Point annotation dataset records
┏━━

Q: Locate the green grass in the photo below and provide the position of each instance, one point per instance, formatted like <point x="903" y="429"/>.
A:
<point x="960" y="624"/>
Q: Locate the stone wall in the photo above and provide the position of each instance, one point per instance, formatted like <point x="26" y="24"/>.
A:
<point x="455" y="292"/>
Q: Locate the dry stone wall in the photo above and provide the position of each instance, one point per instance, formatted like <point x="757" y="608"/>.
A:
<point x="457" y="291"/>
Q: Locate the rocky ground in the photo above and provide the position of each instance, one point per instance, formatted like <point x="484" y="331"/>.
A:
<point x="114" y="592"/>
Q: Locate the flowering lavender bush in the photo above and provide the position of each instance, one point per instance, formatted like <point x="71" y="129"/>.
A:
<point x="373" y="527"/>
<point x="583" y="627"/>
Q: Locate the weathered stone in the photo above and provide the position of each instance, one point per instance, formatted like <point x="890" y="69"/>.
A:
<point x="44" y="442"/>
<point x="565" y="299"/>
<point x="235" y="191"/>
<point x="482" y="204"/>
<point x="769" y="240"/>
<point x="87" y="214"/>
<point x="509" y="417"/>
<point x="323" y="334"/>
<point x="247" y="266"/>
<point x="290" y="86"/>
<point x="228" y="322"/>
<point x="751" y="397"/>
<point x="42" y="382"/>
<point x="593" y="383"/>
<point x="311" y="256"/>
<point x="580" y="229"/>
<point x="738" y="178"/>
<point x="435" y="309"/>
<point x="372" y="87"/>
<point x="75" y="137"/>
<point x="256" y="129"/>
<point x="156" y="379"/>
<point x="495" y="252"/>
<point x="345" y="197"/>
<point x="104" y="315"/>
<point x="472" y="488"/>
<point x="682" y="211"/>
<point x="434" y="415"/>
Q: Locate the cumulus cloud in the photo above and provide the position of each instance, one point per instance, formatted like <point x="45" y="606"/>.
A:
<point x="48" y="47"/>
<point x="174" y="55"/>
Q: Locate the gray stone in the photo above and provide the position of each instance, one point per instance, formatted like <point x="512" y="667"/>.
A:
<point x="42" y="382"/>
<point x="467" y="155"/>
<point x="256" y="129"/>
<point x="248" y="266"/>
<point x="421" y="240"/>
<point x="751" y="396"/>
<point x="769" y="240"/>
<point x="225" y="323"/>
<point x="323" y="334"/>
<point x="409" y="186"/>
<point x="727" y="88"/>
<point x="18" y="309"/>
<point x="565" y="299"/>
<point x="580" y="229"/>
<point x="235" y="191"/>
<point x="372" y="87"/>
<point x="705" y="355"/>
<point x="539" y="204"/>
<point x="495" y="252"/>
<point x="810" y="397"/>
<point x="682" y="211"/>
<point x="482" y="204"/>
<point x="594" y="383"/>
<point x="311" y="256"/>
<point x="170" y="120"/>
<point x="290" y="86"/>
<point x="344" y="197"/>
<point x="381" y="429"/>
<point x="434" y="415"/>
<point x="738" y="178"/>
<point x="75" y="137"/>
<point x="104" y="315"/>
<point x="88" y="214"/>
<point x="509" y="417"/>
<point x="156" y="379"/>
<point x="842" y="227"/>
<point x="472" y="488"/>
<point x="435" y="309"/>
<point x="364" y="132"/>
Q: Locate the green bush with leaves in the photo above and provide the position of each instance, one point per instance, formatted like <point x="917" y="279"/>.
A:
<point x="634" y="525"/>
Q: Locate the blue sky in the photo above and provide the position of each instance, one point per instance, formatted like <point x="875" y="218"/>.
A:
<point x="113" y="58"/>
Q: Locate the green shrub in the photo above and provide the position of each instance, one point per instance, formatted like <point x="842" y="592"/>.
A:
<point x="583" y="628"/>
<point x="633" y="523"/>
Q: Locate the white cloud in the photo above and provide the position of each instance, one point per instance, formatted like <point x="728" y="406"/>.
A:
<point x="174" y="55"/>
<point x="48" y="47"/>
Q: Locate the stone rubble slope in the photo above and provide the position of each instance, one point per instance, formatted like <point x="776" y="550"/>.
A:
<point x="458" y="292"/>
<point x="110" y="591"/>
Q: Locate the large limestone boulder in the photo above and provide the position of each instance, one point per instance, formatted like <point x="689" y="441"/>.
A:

┗━━

_What you have to do_.
Reproduce word for word the part of the records that opens with the line containing "Q: Locate the stone rubble" and runs through the end of the records.

_Solution for this task_.
Q: Locate the stone rubble slope in the photo above and provide the position of each instance, one point per instance, formatted like <point x="776" y="550"/>.
A:
<point x="458" y="292"/>
<point x="110" y="591"/>
Q: Locate the large limestone boulder in the photo above and provide the position of each instance, one point per instance, formatted like <point x="689" y="441"/>.
A:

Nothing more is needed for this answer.